The crowded resort town of Seaside could just as easily have been the bustling ancient city of Alexandria. The crystal blue waters in front of me could have lapped the banks of the river Nile. And that heat definitely could have qualified as borderline Saharan. So, I slid on my sunnies, laid back, and made like the most enduringly enchanting ancient historical female of all time (minus being fanned by palm fronds, unfortunately).

The legacy of Cleopatra is lasting, despite the many inconsistencies in the documentation of her history, and the varied portrayals of the ancient monarch's character.  Whether your opinion of her, is that of an educated and strategic thinker, or some kind of hieroglyphics-writing hussy, or even simply as a pop culture fixture, made icon by the likes of the Egyptian craze of the 1920s or Elizabeth Taylor, then you could definitely do for a read of Schiff's complete and detailed history of the long-gone, never-forgotten pharaoh queen. The format is easy to follow, chapter lengths are just the right size, and the heft of the book itself is not at all daunting. Chock-full of information, yet enrapturing and downright beautiful to read, rightly crowned by the New York Times as a "Best Book of the Year" in 2010, Cleopatra: A Life strips away all of the mythology set in place by the likes of Shakespeare and Shaw, and leaves us with a relatable, remarkable woman, who could really rule, despite the odds stacked against her. Her dealings with the encroaching cultures to the West, or the bad behavior of her ambitious, murderous family, make any of your problems seem downright trivial, and the passion with which she lead her country is inspiring, thereby cementing Cleopatra in the public conscious as an intrepid, educated strategist, and a moving example of a female leader.

Whether or not your typical beach reads consist of quite as much substance as this one, I would firmly recommend checking Cleopatra: A Life out, in order to explore the dramatic, beyond-mythical story of the brave Egyptian queen... or just to impress any cute towel-dwelling bookworms nearby. :)

============================================================

What to do: Name every person the beach-read book review mentions by name.

Collected material:

============================================================

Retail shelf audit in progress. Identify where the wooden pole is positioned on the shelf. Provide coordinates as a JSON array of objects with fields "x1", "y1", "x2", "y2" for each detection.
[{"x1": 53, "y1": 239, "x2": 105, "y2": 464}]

============================================================

Exercise solution: Cleopatra, Elizabeth Taylor, Schiff, Shakespeare, Shaw